■ Text segment:
* BEGIN *
A Sad Story of Complicated Idiocy

 A Sad Story of Complicated Idiocy

Yesterday the Jerusalem Post published an editorial entitled “A Gathering Storm:”

As attention is increasingly focused on the drama of disengagement, the unraveling of the Palestinian Authority is quietly proceeding apace.  A quick survey of events of the last week or two is at once shocking and depressing:

Security chief Muhammad Dahlan is openly warning of a "third intifada."

PA Foreign Minister Nasser Al-Kidwa [nephew of Yasser Arafat], in defiance of the road map and Mahmoud Abbas’s promises to confiscate weaponry, has declared the right of all Palestinian groups to maintain their arms "until the end of the occupation."

Hamas is expressing its willingness to join a "unity government" with Fatah after upcoming elections, delayed by Abbas because of Hamas’s electoral strength.

The leader of Islamic Jihad has declared "the calm is over," and joint statements by the terrorist groups say they will soon resume their attacks.

The PA has responded by imploring the assorted militias to maintain calm so as not to interfere with disengagement, begging the question of what will happen after the Israeli withdrawal.

Former GSS chief Avi Dichter, considered the optimist compared to former OC-General Staff Moshe Ya’alon, says the PA has not been lifting a finger against terrorism and opposes the handover of further cities to Palestinian security control.

In attempt to curb anarchy, the PA will not collect weapons, but has resumed executions of alleged "collaborators" and murderers, after cursory military tribunals with no right of appeal. Meanwhile, Fatah has just admitted that some previous victims of "collaborator" executions were innocent.
* END *
■ Material shown:
* BEGIN *
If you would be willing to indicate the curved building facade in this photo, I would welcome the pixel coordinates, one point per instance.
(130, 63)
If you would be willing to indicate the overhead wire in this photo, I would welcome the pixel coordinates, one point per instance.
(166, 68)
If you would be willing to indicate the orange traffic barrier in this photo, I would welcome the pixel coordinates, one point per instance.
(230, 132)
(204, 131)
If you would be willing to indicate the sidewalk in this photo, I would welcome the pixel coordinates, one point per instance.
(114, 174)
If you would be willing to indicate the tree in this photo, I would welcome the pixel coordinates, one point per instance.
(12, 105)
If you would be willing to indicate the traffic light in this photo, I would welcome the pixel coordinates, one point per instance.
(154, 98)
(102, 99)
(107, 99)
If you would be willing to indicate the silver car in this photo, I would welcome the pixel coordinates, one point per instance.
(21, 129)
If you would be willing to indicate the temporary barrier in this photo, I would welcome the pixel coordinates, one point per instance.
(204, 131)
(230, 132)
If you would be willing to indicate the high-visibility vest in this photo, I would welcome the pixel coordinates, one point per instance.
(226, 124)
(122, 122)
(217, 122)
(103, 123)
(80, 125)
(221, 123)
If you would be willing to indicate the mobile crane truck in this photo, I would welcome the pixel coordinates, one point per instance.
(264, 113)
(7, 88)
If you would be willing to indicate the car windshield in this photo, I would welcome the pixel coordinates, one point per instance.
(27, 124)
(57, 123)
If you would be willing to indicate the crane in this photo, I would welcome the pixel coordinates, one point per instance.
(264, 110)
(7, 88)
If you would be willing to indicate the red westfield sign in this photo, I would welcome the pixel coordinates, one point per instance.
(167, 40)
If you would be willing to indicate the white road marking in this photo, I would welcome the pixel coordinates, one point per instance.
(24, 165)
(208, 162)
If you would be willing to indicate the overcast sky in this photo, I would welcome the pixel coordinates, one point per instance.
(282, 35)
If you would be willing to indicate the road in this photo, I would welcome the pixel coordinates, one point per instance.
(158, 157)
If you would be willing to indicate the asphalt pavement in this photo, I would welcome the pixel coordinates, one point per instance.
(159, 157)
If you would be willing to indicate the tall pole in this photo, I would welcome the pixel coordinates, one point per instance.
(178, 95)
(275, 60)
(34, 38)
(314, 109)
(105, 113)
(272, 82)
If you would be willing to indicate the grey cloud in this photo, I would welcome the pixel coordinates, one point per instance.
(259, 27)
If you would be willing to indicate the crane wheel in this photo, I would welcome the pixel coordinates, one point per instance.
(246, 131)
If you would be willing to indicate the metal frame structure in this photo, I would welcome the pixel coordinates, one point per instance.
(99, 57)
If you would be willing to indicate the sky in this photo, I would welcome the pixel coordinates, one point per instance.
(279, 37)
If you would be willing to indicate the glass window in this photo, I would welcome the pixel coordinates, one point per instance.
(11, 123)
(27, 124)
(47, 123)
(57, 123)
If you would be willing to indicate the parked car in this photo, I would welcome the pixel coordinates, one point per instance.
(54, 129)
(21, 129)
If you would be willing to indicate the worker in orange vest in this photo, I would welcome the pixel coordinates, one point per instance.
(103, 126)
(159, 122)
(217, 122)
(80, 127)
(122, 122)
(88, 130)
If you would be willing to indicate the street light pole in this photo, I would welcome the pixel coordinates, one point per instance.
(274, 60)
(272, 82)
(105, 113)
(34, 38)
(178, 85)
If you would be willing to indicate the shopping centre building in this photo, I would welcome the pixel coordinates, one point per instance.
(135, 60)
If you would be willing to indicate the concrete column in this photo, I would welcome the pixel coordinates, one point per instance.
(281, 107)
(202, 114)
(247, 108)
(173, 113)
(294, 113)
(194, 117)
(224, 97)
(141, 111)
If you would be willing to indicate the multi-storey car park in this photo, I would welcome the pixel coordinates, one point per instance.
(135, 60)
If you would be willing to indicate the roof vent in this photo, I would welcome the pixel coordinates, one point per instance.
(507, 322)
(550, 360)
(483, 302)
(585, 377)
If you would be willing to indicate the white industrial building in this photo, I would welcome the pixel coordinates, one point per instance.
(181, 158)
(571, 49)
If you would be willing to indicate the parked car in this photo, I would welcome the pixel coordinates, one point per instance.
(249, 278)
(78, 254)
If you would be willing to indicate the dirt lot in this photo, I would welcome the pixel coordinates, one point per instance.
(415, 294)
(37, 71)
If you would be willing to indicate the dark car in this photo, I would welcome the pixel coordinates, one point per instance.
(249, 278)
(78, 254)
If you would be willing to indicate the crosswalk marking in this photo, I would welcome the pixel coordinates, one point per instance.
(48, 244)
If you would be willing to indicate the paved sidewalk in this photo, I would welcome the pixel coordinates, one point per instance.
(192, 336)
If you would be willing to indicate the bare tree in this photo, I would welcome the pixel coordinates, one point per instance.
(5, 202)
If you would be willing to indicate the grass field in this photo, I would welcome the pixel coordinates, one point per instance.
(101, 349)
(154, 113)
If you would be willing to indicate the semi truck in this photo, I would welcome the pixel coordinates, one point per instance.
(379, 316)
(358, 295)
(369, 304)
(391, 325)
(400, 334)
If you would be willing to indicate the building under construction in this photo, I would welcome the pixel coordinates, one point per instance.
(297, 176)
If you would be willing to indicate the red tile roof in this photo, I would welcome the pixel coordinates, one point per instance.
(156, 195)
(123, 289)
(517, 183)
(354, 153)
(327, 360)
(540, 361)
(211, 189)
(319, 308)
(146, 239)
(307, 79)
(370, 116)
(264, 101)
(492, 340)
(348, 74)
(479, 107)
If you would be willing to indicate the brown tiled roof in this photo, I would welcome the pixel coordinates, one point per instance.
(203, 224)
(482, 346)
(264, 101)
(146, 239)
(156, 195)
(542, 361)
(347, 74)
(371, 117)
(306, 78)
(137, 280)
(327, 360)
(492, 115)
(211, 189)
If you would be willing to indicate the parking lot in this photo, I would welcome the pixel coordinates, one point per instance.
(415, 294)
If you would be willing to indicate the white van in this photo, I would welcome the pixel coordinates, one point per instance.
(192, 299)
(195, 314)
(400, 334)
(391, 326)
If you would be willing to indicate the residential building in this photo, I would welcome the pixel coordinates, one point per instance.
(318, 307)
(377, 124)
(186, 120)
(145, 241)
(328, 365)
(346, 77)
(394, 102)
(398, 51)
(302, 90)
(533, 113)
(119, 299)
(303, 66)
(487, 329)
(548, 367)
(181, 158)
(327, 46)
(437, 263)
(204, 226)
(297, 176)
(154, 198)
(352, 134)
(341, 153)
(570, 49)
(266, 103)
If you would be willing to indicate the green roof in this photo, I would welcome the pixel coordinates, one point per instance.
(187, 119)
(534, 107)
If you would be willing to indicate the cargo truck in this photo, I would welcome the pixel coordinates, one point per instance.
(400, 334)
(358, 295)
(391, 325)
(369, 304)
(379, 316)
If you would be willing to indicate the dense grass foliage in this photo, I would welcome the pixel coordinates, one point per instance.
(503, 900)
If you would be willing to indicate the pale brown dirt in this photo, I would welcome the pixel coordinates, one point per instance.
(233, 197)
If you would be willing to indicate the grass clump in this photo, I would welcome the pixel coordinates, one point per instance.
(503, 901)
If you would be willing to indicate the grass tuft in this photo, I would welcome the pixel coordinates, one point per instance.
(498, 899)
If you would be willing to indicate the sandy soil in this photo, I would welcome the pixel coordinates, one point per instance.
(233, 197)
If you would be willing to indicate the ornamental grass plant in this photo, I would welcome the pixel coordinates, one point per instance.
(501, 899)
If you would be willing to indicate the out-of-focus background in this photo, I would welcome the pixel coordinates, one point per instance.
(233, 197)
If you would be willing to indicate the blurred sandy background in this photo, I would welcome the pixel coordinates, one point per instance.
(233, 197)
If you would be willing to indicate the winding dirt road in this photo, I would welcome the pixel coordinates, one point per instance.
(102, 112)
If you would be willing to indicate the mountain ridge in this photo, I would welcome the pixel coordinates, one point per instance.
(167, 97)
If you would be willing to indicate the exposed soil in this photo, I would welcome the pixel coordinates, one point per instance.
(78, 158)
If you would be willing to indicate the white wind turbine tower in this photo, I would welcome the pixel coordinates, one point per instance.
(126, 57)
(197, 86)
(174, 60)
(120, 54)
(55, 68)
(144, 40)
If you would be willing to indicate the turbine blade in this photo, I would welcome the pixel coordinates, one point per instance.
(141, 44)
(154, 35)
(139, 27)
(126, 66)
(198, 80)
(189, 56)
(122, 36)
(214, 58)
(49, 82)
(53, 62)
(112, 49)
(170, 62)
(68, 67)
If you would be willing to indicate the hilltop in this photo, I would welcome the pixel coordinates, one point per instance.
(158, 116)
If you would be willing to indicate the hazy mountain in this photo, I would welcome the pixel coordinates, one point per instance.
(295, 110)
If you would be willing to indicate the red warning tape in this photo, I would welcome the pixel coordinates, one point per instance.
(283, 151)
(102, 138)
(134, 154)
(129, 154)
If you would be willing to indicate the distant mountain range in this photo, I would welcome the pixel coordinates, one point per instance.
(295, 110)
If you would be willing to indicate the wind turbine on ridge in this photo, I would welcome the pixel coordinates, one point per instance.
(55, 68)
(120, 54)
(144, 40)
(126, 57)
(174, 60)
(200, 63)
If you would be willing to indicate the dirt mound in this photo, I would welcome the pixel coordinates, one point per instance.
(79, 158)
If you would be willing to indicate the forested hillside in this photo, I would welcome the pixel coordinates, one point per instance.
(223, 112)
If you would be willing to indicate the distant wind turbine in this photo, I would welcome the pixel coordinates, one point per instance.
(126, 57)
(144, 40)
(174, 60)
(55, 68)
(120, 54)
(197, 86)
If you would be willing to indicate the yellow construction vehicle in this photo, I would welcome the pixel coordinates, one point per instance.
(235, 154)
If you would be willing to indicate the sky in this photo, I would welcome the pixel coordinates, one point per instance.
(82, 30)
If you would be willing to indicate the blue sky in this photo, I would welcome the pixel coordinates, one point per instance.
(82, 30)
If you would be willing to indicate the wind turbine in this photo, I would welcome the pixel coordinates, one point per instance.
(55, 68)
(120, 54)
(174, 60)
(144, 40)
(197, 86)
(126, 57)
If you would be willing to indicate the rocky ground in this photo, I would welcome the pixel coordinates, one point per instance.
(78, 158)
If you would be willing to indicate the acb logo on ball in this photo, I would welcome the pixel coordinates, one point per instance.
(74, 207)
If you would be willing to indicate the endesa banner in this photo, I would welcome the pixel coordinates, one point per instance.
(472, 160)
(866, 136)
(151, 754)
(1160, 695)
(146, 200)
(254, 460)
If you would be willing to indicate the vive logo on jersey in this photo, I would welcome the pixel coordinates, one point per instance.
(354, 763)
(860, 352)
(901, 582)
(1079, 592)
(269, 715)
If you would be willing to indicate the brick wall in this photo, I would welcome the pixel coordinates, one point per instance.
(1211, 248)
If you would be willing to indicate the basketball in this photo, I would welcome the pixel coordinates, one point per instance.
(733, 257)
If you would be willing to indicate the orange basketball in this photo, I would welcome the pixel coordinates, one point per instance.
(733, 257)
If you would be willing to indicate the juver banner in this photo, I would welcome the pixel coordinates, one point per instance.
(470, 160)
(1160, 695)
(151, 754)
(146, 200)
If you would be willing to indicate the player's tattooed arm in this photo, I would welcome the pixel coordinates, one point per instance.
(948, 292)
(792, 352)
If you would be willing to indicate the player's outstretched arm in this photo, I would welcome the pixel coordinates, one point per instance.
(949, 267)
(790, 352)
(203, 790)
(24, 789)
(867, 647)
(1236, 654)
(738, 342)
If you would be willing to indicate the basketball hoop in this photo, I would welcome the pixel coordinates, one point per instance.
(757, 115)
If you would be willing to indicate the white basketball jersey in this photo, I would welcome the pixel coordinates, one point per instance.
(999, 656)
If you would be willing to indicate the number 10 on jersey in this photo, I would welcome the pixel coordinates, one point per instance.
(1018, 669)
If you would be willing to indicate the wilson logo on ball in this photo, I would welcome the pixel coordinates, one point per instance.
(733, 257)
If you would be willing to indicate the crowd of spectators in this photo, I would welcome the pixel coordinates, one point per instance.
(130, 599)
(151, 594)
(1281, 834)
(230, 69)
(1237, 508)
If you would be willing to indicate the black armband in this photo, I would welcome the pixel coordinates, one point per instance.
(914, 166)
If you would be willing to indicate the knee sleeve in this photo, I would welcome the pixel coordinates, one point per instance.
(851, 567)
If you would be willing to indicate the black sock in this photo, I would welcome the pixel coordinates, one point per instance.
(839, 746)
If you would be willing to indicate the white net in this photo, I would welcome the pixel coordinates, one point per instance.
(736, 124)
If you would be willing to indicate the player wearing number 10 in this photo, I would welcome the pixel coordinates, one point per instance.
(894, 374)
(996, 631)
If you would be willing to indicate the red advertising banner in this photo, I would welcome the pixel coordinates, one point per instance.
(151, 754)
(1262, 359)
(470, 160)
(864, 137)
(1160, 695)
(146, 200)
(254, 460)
* END *
■ Task statement: Reproduce the full text about the unraveling of the Palestinian Authority word for word. These records come from a separate source unrelated to the text.

■ Answer to the problem:
A Sad Story of Complicated Idiocy

 A Sad Story of Complicated Idiocy

Yesterday the Jerusalem Post published an editorial entitled “A Gathering Storm:”

As attention is increasingly focused on the drama of disengagement, the unraveling of the Palestinian Authority is quietly proceeding apace.  A quick survey of events of the last week or two is at once shocking and depressing:

Security chief Muhammad Dahlan is openly warning of a "third intifada."

PA Foreign Minister Nasser Al-Kidwa [nephew of Yasser Arafat], in defiance of the road map and Mahmoud Abbas’s promises to confiscate weaponry, has declared the right of all Palestinian groups to maintain their arms "until the end of the occupation."

Hamas is expressing its willingness to join a "unity government" with Fatah after upcoming elections, delayed by Abbas because of Hamas’s electoral strength.

The leader of Islamic Jihad has declared "the calm is over," and joint statements by the terrorist groups say they will soon resume their attacks.

The PA has responded by imploring the assorted militias to maintain calm so as not to interfere with disengagement, begging the question of what will happen after the Israeli withdrawal.

Former GSS chief Avi Dichter, considered the optimist compared to former OC-General Staff Moshe Ya’alon, says the PA has not been lifting a finger against terrorism and opposes the handover of further cities to Palestinian security control.

In attempt to curb anarchy, the PA will not collect weapons, but has resumed executions of alleged "collaborators" and murderers, after cursory military tribunals with no right of appeal. Meanwhile, Fatah has just admitted that some previous victims of "collaborator" executions were innocent.